| PROBLEM TO WORK ON |
Rename "megaproject" as "construction project" in the blog post's passage starting at "By Katherine Adam" and ending at "big with infrastructure.", then write out that passage.

Blog

November 17, 2023

Reporting on the Big Dig for the Boston Globe: An Interview with Peter Howe

By Katherine Adam

Katherine Adam-1

I’ve been riveted by the GBH podcast series, The Big Dig. It’s a stellar piece of journalism digging into all aspects of the megaproject – from Boston’s history of anti-highway activism to the privatization of public works to our region’s ambition to dream big with infrastructure.

For me as a communicator, one of the most compelling parts of the series has been the inside look at how the media approached coverage of the Big Dig. I was delighted to hear that the podcast included my colleague Peter Howe, formerly of the Boston Globe, who estimates he wrote roughly 400 stories on the project over seven or eight years – first as a transportation reporter, then as a State House reporter, then as a health, science, and technology reporter.

Following up on his podcast appearance, I asked Peter some further questions on media coverage of the Big Dig and how the project continues to shape public conversation about transportation in the region.

 

  1. What were your first thoughts when you heard they were doing a podcast on the Big Dig?

Excited, curious to see whom they would choose to interview, amazed to realize that covering this story was literally half a lifetime ago. Worried about revisionist history seeping through—but I credit [producer] Ian Coss and his team for doing a superb job of finding all the right people to interview and bringing smart, journalistic skepticism and balance to building the podcasts.

 

  1. How do you think the Big Dig would be covered in today’s media landscape?

Inadequately, and with a huge amount of Big-Dig-controlled and -generated coverage of itself pushed across social media and sponsored channels.

In the late 1980s and early 1990s, there were, I would estimate, something like 5 to 10 times as many working journalists in Greater Boston as there are now, including dozens of reporters at the State House and vastly larger staffs at the Globe, Herald, Boston Business Journal, CommonWealth Magazine, and a trove of strong regional papers like the Patriot-Ledger and Lowell Sun and vibrant local weeklies. We had far more journalists producing journalism, with each one much freer to focus more sharply and dig more deeply than today’s wildly overworked newspeople. I fear if I were covering the Big Dig today for the Globe, it would be one of about five “beats” I’d have to juggle simultaneously.

We also live in an era in which big companies’ and big organizations’ ability to convey their own messages in exactly their own terms, through promoted social media and purchased TV and radio airtime and other direct channels, is orders of magnitude more powerful than it was 30 and 35 years ago. In 2023 America, I can imagine that Bechtel/Parsons Brinckerhoff [the giant consultant to whom management of the Big Dig was outsourced, with mixed results] would own and operate its own newsroom cranking out 20 times the “coverage” the Globe, Herald, BBJ, State House News Service, and local TV could manage. As a PR guy, I gotta say, I love the opportunities for my clients—accurately and ethically, we always insist—to get their messages out in exactly the ways they want them framed and expressed. That said, the journalist and citizen in me, however, appreciates the accountability created by independent media.

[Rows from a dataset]
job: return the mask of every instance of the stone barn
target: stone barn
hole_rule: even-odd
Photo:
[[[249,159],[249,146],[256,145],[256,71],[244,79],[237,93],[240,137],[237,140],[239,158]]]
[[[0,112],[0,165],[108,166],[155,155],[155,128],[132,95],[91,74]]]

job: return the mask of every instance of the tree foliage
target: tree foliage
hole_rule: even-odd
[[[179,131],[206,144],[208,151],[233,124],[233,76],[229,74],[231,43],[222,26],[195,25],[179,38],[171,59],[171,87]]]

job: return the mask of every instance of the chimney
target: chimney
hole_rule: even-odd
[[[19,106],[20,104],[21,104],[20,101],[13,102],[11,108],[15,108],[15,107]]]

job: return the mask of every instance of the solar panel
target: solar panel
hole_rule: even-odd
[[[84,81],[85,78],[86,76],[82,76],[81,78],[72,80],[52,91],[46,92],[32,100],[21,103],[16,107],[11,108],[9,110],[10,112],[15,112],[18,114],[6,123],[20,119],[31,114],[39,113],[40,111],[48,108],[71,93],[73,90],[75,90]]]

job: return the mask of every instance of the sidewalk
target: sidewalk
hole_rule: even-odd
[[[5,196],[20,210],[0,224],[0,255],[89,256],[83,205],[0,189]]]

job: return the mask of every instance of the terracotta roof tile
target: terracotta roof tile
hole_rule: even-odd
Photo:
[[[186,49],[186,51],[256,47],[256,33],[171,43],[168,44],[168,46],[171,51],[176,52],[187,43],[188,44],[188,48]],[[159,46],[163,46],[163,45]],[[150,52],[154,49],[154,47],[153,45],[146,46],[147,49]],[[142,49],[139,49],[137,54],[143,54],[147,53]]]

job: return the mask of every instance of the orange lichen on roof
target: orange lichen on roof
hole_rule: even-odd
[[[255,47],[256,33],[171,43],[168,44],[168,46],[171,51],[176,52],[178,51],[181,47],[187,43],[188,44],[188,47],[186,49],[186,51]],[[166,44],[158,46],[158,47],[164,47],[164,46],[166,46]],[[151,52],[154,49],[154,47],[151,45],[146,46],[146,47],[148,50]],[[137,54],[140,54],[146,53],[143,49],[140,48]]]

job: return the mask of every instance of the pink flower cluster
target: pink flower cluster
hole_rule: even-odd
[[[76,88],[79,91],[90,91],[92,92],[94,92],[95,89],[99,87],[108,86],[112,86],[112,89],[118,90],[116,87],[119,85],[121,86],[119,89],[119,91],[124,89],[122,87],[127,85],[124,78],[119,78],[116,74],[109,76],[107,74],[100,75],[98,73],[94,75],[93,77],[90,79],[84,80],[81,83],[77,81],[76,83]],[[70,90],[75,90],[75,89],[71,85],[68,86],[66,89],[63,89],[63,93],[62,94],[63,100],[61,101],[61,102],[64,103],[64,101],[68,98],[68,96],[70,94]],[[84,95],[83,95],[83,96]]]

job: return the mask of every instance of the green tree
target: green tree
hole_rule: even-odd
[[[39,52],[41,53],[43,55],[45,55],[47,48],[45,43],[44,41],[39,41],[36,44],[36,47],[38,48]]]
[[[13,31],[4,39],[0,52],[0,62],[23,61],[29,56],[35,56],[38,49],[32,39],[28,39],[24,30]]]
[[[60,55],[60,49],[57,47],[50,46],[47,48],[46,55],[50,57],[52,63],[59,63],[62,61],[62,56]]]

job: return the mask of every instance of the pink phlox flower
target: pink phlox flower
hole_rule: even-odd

| SOLUTION TO THE PROBLEM |
By Katherine Adam

Katherine Adam-1

I’ve been riveted by the GBH podcast series, The Big Dig. It’s a stellar piece of journalism digging into all aspects of the construction project – from Boston’s history of anti-highway activism to the privatization of public works to our region’s ambition to dream big with infrastructure.